- DIRECTIVE
Format every line of the items below as a numbered list, leaving out any blank lines.

+++ DATA SUPPLIED +++

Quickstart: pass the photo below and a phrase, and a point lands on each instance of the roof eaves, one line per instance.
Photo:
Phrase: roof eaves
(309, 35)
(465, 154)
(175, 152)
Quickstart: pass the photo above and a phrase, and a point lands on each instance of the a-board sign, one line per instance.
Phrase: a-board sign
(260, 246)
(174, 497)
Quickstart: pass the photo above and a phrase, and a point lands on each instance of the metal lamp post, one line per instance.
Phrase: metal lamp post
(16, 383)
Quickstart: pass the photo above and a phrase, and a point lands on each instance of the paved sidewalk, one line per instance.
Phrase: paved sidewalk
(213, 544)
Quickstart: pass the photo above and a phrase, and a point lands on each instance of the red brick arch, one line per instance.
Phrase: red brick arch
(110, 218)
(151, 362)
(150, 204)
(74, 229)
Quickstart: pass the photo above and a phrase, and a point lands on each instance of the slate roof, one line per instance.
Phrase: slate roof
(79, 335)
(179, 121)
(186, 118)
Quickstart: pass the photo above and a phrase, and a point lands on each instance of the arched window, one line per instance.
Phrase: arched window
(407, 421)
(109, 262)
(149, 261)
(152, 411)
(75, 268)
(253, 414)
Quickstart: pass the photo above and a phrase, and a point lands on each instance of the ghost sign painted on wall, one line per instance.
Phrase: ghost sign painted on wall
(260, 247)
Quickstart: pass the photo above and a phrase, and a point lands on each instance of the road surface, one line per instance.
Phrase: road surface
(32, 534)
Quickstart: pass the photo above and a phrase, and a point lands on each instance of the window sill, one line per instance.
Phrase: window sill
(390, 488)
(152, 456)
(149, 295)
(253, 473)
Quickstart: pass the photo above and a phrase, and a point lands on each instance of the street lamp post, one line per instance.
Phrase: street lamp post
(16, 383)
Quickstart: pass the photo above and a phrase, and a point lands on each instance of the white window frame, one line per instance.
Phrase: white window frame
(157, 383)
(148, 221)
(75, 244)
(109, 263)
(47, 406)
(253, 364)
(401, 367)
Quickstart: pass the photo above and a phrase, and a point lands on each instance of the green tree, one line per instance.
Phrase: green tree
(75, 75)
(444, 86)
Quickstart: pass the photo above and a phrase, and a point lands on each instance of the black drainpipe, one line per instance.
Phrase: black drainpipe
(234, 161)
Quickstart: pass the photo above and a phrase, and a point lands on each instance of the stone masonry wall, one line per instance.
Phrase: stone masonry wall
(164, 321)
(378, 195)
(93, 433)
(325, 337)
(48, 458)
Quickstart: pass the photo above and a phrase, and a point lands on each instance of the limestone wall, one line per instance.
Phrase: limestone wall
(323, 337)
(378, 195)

+++

- SOLUTION TO THE PROBLEM
1. Quickstart: pass the photo below and a phrase, and a point lands on each instance of the roof eaves, one line per instance.
2. Photo:
3. Phrase: roof eaves
4. (309, 35)
5. (465, 154)
6. (175, 152)
7. Quickstart: pass the photo above and a phrase, and a point lands on each instance of the a-board sign, one line per instance.
8. Phrase: a-board sign
9. (260, 246)
10. (174, 497)
11. Quickstart: pass the photo above and a phrase, and a point lands on each instance of the metal lamp post, one line per instance.
12. Phrase: metal lamp post
13. (16, 383)
14. Quickstart: pass the photo above and a phrase, and a point lands on each instance of the paved sidewalk, one line per instance.
15. Phrase: paved sidewalk
16. (213, 544)
17. Quickstart: pass the photo above and a phrase, and a point lands on each instance of the red brick arch, one line per instance.
18. Phrase: red brick arch
19. (110, 218)
20. (151, 362)
21. (150, 204)
22. (74, 229)
23. Quickstart: pass the photo above and a phrase, and a point lands on each instance of the slate roof, one line per instance.
24. Phrase: slate roof
25. (79, 335)
26. (179, 121)
27. (186, 118)
28. Quickstart: pass the photo above and a phrase, and a point lands on each instance of the arched window, one line per instance.
29. Phrase: arched window
30. (407, 421)
31. (109, 262)
32. (149, 261)
33. (152, 411)
34. (75, 268)
35. (253, 414)
36. Quickstart: pass the photo above and a phrase, and a point lands on each instance of the ghost sign painted on wall, one line per instance.
37. Phrase: ghost sign painted on wall
38. (260, 247)
39. Quickstart: pass the photo above and a phrase, and a point lands on each instance of the road surface, one line per instance.
40. Phrase: road surface
41. (32, 534)
42. Quickstart: pass the photo above and a phrase, and a point lands on each instance of the window sill, one line per instance.
43. Phrase: window sill
44. (390, 488)
45. (152, 456)
46. (149, 295)
47. (253, 473)
48. Quickstart: pass the photo above and a phrase, and a point lands on each instance of the street lamp post, one line per instance.
49. Phrase: street lamp post
50. (16, 383)
51. Quickstart: pass the photo above and a phrase, and a point lands on each instance of the white window frame, one line per instance.
52. Phrase: white window frame
53. (157, 383)
54. (148, 221)
55. (75, 244)
56. (109, 263)
57. (47, 406)
58. (253, 364)
59. (401, 367)
60. Quickstart: pass the photo above and a phrase, and a point lands on each instance of the green tree, one line per instance.
61. Phrase: green tree
62. (75, 75)
63. (444, 86)
64. Quickstart: pass the photo above and a phrase, and a point lands on each instance of the black drainpipe, one line per instance.
65. Phrase: black drainpipe
66. (234, 161)
67. Quickstart: pass the photo above and a phrase, and a point lands on each instance of the stone masonry wall, one line per instance.
68. Phrase: stone masonry wall
69. (164, 321)
70. (378, 195)
71. (93, 433)
72. (325, 337)
73. (48, 458)
74. Quickstart: pass the photo above and a phrase, and a point lands on each instance of the limestone wall, one line per instance.
75. Phrase: limestone wall
76. (323, 337)
77. (378, 195)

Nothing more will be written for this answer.